PROBLEM:
Format every line of the entries below as a JSON list of strings, one string per line, with blank lines skipped. Leave the pictures out.

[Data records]
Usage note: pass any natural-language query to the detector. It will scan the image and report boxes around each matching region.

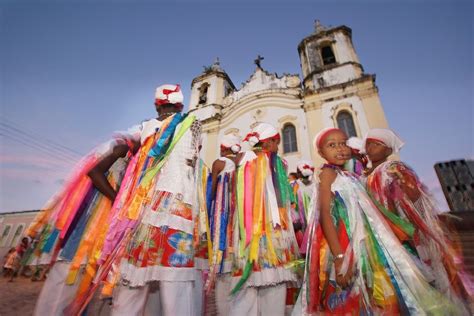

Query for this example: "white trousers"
[215,274,232,316]
[111,281,196,316]
[229,283,286,316]
[33,261,79,316]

THE OUTPUT:
[
  "Usage note: pass any natural-language query to the detector. It will scan the image and report boxes around each matching region.",
  "Query for this example: \"white trousers\"",
  "[215,274,232,316]",
  "[111,281,196,316]",
  "[229,283,286,316]",
  "[33,261,79,316]"
]